**What you have to do:**
Identify every line in the entries below that contains the word "region", and copy each such line in full.

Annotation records

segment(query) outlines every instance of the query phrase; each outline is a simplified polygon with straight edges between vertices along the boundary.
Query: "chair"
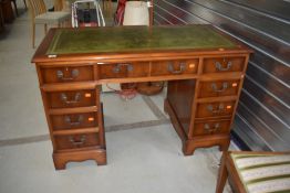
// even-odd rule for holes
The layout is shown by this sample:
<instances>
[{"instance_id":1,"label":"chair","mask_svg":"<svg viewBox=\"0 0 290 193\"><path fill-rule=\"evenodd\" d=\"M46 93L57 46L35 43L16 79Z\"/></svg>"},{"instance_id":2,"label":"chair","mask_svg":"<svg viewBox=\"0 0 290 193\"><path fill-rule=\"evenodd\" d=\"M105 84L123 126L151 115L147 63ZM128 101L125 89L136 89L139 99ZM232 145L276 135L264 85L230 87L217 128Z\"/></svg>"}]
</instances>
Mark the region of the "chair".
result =
<instances>
[{"instance_id":1,"label":"chair","mask_svg":"<svg viewBox=\"0 0 290 193\"><path fill-rule=\"evenodd\" d=\"M17 17L19 17L18 8L17 8L17 0L11 0L11 2L12 2L13 6L14 6L14 10L15 10ZM25 6L25 9L28 9L27 1L23 0L23 2L24 2L24 6Z\"/></svg>"},{"instance_id":2,"label":"chair","mask_svg":"<svg viewBox=\"0 0 290 193\"><path fill-rule=\"evenodd\" d=\"M290 192L290 152L224 152L216 193L227 179L237 193Z\"/></svg>"},{"instance_id":3,"label":"chair","mask_svg":"<svg viewBox=\"0 0 290 193\"><path fill-rule=\"evenodd\" d=\"M48 24L61 24L70 20L71 14L64 11L48 12L43 0L29 0L32 26L32 47L35 46L35 24L44 24L44 32L48 32Z\"/></svg>"},{"instance_id":4,"label":"chair","mask_svg":"<svg viewBox=\"0 0 290 193\"><path fill-rule=\"evenodd\" d=\"M110 17L113 14L113 2L112 0L103 0L103 10L108 13Z\"/></svg>"}]
</instances>

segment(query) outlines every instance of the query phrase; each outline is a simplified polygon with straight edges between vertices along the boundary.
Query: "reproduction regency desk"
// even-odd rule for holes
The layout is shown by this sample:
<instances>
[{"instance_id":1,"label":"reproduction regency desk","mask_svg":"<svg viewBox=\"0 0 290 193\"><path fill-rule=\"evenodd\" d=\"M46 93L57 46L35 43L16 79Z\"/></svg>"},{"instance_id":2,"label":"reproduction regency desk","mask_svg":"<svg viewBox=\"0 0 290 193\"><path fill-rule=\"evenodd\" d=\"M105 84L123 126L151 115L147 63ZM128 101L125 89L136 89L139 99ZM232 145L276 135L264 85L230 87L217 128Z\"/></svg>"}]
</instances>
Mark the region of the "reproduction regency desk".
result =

**Solution to this task:**
Mark the region of the "chair".
Mark the region of the "reproduction regency desk".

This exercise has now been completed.